Records
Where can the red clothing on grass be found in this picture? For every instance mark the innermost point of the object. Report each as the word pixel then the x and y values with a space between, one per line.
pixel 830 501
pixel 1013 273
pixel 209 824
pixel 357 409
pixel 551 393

EXERCISE REQUIREMENTS: Copy out every item above again, line for line, with no changes.

RESPONSE:
Where can the red clothing on grass be found in this picture? For every instance mark the innermost point of the object. Report each as the word pixel then the x and y values with a space between, one per line.
pixel 830 501
pixel 1013 273
pixel 209 824
pixel 357 409
pixel 551 393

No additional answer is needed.